* _Stated exercise_:
Locate the line with "Check that each instance of the finger" in the material. Copy that line and each one after it, through the last, exactly and with nothing else.
───── Record list ─────
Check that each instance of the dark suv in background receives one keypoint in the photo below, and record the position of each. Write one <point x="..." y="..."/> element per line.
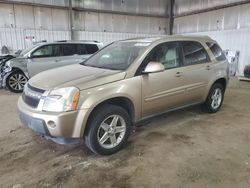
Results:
<point x="43" y="56"/>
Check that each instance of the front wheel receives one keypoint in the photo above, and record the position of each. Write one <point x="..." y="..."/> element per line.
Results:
<point x="108" y="130"/>
<point x="15" y="81"/>
<point x="215" y="98"/>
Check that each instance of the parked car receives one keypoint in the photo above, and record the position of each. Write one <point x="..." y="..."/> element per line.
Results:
<point x="43" y="56"/>
<point x="4" y="58"/>
<point x="127" y="81"/>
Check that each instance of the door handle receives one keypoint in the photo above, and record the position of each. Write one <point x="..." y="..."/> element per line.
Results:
<point x="178" y="74"/>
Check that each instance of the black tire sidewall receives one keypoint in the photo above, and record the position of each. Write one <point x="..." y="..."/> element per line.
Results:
<point x="208" y="102"/>
<point x="97" y="117"/>
<point x="8" y="79"/>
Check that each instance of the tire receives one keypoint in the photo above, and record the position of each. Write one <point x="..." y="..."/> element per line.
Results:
<point x="15" y="81"/>
<point x="103" y="137"/>
<point x="214" y="101"/>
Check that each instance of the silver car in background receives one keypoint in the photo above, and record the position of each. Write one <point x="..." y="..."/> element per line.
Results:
<point x="43" y="56"/>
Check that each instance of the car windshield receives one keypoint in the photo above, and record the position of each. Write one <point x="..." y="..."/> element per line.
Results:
<point x="25" y="51"/>
<point x="117" y="56"/>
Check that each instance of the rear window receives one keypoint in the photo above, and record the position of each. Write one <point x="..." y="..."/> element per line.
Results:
<point x="217" y="51"/>
<point x="91" y="48"/>
<point x="194" y="53"/>
<point x="69" y="49"/>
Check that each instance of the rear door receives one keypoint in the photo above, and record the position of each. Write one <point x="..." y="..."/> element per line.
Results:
<point x="44" y="58"/>
<point x="163" y="90"/>
<point x="197" y="68"/>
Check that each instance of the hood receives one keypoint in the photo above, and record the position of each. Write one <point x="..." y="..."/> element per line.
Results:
<point x="80" y="76"/>
<point x="17" y="61"/>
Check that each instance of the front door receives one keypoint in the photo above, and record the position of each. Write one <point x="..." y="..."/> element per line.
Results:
<point x="198" y="70"/>
<point x="164" y="90"/>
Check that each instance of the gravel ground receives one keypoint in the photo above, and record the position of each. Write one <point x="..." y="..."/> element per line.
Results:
<point x="182" y="149"/>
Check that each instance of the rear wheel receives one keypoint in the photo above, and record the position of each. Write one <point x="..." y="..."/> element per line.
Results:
<point x="15" y="81"/>
<point x="215" y="98"/>
<point x="108" y="129"/>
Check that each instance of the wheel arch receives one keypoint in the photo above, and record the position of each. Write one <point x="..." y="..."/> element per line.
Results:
<point x="123" y="102"/>
<point x="222" y="81"/>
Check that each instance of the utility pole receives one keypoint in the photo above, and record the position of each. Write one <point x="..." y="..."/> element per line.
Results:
<point x="171" y="17"/>
<point x="72" y="37"/>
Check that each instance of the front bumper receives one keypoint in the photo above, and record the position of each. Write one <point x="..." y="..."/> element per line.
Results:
<point x="51" y="124"/>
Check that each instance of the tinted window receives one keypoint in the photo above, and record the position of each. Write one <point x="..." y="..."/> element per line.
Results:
<point x="118" y="55"/>
<point x="91" y="48"/>
<point x="194" y="53"/>
<point x="166" y="53"/>
<point x="81" y="49"/>
<point x="69" y="49"/>
<point x="47" y="51"/>
<point x="217" y="51"/>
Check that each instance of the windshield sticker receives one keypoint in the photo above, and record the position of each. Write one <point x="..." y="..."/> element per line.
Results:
<point x="142" y="44"/>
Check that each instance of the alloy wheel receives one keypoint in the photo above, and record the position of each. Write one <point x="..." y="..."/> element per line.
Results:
<point x="111" y="131"/>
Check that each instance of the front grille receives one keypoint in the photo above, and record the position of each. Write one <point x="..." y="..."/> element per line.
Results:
<point x="31" y="95"/>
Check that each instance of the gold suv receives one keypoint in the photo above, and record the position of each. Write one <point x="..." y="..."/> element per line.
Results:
<point x="127" y="81"/>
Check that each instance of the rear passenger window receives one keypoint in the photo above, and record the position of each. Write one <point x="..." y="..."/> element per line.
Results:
<point x="194" y="53"/>
<point x="91" y="48"/>
<point x="69" y="49"/>
<point x="81" y="49"/>
<point x="217" y="51"/>
<point x="165" y="53"/>
<point x="47" y="51"/>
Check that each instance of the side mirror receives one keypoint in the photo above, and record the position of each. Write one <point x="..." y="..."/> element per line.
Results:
<point x="154" y="66"/>
<point x="29" y="56"/>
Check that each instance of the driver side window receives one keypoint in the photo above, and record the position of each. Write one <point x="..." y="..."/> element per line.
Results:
<point x="167" y="53"/>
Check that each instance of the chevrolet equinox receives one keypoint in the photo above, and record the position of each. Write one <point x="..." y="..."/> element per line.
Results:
<point x="127" y="81"/>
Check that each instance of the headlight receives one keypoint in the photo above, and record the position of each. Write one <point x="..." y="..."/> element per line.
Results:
<point x="7" y="67"/>
<point x="61" y="100"/>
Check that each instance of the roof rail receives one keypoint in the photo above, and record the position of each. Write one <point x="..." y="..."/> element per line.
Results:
<point x="77" y="40"/>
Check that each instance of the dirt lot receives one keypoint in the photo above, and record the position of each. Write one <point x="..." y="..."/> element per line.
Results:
<point x="187" y="148"/>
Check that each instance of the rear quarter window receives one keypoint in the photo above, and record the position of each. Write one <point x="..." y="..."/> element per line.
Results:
<point x="91" y="48"/>
<point x="217" y="51"/>
<point x="194" y="53"/>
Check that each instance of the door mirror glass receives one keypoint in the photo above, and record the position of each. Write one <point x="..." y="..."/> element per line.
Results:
<point x="154" y="66"/>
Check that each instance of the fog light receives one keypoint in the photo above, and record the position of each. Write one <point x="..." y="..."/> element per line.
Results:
<point x="51" y="124"/>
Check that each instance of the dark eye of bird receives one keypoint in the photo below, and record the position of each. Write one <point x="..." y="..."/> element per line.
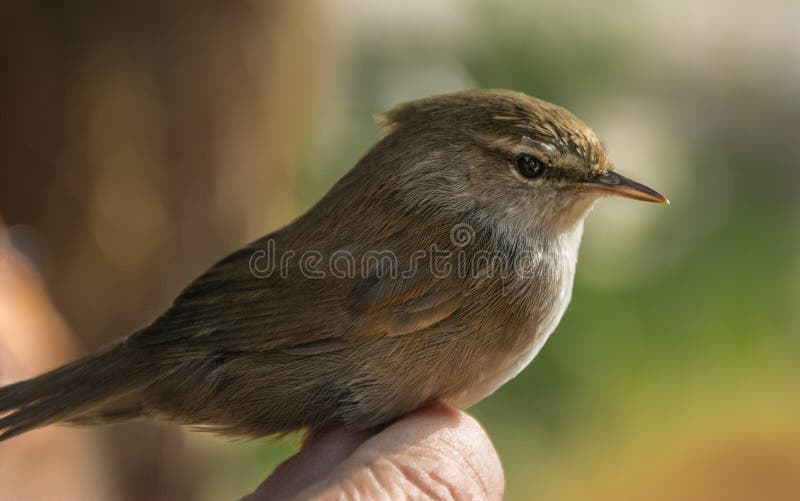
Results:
<point x="530" y="166"/>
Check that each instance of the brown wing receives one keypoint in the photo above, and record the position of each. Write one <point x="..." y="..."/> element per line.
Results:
<point x="230" y="309"/>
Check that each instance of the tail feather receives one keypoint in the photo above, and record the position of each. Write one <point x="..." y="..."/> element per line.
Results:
<point x="69" y="391"/>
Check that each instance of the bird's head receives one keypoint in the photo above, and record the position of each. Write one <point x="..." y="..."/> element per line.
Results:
<point x="502" y="154"/>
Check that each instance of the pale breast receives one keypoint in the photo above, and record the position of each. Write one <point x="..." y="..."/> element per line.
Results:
<point x="558" y="267"/>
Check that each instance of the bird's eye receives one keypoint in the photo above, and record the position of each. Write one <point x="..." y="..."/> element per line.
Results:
<point x="529" y="166"/>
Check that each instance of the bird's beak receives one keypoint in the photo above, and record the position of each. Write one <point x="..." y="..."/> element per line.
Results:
<point x="615" y="184"/>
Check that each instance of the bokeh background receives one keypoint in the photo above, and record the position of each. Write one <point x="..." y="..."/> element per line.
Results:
<point x="141" y="141"/>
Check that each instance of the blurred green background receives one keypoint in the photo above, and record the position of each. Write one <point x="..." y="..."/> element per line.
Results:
<point x="141" y="141"/>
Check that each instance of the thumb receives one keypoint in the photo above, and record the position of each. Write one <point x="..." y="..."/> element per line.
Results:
<point x="436" y="452"/>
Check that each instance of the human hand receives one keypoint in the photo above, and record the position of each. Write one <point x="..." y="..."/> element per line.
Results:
<point x="437" y="452"/>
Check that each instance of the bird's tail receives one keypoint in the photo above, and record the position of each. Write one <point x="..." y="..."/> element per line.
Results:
<point x="82" y="392"/>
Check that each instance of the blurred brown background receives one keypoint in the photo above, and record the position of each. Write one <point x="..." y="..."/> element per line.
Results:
<point x="141" y="141"/>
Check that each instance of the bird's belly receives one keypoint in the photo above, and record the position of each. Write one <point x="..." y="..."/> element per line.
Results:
<point x="489" y="381"/>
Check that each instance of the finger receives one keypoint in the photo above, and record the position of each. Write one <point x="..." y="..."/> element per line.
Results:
<point x="437" y="452"/>
<point x="321" y="452"/>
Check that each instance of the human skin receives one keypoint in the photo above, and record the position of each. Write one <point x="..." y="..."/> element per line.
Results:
<point x="437" y="452"/>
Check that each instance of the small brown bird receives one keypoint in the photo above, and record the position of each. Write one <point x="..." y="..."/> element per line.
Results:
<point x="435" y="269"/>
─────
* _Complete response_:
Check that each instance of the finger receives one keypoint in the photo above, and record the position of each. Write one <point x="..." y="..."/> element per line.
Results:
<point x="437" y="452"/>
<point x="321" y="452"/>
Check that each instance of the human skin receives one keypoint in the photo above, and record the position of each. Write one <point x="..." y="..."/> element per line.
Results:
<point x="437" y="452"/>
Check that each instance of the small brown bird receives one keypoint in the photo above, and record the position of each. Write one <point x="..." y="..."/> element per line.
Results:
<point x="435" y="269"/>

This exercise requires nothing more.